Task list:
A – Reproduce the forum post on the right to secede from "To withdraw from fellowship, communion" up to and including "Etymological Dictionary:secede (v.)", renaming "ministers" as "clergymen" throughout.
B – In the forum post on the right to secede, what meaning does the 1828 Webster's entry give for the Latin "cedo"?
— START Excerpted text —
# Think Tank > Political Philosophy & Government Policy >  The Right To Secede

## osan

https://freedomisobvious.blogspot.com/2019/03/the-right-to-secede.html




In recent years, many who ID as "liberty lovers" have been making much speak of the idea of secession.  The notion, while in itself valid, has to my knowledge not been discussed as to the particulars insofar as what it means in practice.  What does it mean to "secede"?  As always, the dictionary should be our first friend in establishing the semantic baseline from which we shall operate.

Worcester's Dictionary of 1840:SECEDE: n. To withdraw from union of fellowship in society, or in any matter or business; to separate oneself; to retire.
Webster's of 1828:SECE'DE, verb intransitive [L. secedo; se, from, and cedo, to move. Se is an inseparable preposition or prefix in Latin, but denoting departure or separation.]


To withdraw from fellowship, communion or association; to separate ones's self; as, certain ministers seceded from the church of Scotland about the year 1733.


Oxford Etymological Dictionary:secede (v.)
1702, "to leave one's companions," from Latin secedere "go away, withdraw, separate; rebel, revolt," from se- "apart" + cedere "to go"). Sense of "to withdraw from a political or religious alliance of union" is recorded from 1755, originally especially in reference to the Church of Scotland. Related: Seceded; seceding; seceder.
— END Excerpted text —
— START Provided records —
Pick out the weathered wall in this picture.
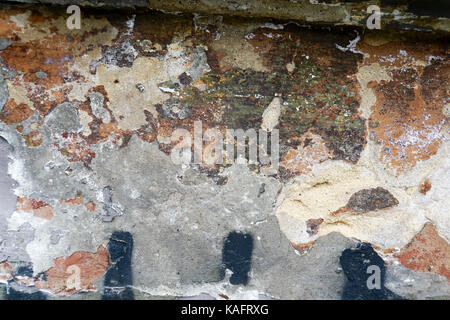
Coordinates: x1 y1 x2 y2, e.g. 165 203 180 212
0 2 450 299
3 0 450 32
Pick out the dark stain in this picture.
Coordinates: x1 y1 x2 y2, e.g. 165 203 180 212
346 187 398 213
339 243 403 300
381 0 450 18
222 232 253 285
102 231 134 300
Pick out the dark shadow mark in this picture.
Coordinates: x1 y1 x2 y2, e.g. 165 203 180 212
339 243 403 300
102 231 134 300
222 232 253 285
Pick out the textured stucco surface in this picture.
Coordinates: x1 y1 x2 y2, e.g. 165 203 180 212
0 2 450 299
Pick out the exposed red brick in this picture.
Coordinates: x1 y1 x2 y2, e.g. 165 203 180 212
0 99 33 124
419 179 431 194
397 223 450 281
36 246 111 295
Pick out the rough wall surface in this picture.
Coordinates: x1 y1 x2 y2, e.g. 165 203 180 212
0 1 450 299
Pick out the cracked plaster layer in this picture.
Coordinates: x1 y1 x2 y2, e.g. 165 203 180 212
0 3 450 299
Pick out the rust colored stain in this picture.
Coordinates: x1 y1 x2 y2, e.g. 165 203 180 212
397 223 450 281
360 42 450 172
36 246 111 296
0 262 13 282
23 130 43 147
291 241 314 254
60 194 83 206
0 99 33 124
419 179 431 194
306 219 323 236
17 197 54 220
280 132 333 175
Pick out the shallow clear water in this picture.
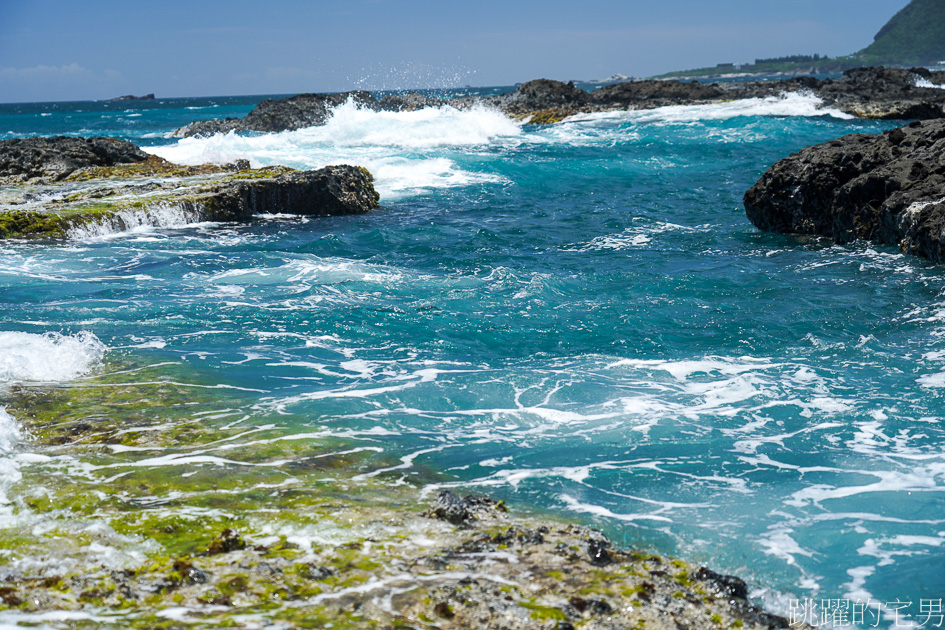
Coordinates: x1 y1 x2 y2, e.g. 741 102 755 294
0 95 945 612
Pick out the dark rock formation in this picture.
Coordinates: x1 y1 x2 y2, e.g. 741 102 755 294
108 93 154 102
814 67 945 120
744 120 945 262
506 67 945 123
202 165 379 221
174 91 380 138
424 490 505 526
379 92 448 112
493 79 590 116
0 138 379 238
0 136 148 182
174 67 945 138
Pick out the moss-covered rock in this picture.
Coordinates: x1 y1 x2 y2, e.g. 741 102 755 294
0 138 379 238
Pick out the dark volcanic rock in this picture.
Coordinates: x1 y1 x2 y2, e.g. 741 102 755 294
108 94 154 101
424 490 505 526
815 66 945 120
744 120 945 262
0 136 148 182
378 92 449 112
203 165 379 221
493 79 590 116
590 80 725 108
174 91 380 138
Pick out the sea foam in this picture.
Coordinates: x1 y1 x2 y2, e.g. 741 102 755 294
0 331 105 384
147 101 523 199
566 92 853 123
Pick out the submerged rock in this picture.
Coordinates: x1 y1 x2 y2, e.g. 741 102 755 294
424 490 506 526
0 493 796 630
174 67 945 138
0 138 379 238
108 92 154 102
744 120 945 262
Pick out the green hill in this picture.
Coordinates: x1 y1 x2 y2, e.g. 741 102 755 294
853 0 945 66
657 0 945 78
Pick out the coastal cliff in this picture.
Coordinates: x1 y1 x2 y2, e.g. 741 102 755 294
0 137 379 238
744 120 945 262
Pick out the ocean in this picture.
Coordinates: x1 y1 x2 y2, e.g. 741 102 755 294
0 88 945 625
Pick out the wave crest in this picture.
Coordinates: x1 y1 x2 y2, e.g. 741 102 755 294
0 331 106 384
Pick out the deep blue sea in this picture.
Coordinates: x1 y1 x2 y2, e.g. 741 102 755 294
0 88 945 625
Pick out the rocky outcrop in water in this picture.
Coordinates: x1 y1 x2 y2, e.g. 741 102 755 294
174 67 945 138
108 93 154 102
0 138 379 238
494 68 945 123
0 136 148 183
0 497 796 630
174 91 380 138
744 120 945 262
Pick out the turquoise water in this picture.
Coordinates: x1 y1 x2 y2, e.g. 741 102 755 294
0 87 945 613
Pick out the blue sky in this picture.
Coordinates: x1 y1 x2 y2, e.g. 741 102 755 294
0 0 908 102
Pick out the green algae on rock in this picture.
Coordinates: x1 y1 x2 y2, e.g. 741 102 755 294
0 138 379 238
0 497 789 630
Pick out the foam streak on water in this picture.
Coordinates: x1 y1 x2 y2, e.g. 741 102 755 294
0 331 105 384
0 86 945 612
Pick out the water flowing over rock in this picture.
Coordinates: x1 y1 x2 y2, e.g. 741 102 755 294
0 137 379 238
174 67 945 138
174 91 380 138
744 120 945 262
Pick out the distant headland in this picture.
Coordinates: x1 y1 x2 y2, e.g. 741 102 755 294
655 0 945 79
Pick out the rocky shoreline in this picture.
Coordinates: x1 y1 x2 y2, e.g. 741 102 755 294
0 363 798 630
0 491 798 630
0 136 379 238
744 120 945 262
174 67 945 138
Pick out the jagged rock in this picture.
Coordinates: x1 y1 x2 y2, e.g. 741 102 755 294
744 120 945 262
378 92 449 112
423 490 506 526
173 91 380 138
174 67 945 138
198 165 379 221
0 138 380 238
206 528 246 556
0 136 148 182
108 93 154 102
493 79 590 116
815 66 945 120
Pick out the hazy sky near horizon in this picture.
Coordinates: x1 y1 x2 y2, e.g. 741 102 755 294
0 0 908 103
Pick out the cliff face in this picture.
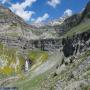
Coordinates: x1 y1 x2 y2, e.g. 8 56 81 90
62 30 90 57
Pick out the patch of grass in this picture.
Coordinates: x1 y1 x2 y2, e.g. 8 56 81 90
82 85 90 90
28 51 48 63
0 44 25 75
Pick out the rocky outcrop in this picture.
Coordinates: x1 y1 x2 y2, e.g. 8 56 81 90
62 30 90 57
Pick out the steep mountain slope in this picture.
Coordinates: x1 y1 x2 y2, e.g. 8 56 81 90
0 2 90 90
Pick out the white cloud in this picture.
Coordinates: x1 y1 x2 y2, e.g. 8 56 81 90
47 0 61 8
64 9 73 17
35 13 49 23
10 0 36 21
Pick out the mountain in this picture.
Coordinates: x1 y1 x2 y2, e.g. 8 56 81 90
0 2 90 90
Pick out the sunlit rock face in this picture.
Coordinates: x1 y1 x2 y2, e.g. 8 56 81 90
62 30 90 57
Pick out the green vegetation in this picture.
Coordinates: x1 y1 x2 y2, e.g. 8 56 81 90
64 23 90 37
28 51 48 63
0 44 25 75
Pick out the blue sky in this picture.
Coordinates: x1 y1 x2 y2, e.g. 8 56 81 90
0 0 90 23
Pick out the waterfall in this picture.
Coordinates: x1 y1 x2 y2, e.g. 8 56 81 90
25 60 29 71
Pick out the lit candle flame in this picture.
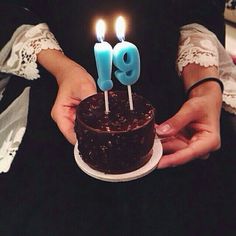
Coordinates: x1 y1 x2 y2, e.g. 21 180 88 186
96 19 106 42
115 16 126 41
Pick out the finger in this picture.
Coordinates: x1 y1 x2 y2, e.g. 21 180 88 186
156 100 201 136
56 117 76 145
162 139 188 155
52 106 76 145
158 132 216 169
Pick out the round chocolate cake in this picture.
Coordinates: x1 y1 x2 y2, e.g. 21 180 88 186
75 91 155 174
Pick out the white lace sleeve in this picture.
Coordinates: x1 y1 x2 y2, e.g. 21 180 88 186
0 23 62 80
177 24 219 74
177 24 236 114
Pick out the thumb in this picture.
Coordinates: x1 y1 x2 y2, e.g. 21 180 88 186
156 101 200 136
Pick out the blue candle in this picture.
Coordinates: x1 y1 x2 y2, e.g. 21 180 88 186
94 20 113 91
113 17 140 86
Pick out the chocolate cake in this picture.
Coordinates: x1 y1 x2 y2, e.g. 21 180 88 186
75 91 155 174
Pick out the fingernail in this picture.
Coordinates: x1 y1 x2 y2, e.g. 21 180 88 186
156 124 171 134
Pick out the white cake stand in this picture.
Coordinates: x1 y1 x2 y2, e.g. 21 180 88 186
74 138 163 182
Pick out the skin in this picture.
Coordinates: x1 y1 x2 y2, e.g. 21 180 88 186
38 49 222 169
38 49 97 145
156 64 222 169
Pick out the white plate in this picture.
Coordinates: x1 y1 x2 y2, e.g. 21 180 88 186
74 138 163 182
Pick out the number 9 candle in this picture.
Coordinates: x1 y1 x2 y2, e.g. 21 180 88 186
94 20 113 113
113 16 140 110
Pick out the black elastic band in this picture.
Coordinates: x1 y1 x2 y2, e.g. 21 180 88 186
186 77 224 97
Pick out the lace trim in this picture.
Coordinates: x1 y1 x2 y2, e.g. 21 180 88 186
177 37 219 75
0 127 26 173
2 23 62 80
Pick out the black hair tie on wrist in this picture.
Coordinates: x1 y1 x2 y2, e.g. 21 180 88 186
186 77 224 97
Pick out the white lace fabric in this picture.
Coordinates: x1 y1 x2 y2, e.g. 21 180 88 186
— END Provided records —
Answers:
A –
To withdraw from fellowship, communion or association; to separate ones's self; as, certain clergymen seceded from the church of Scotland about the year 1733.


Oxford Etymological Dictionary:secede (v.)

B – To move.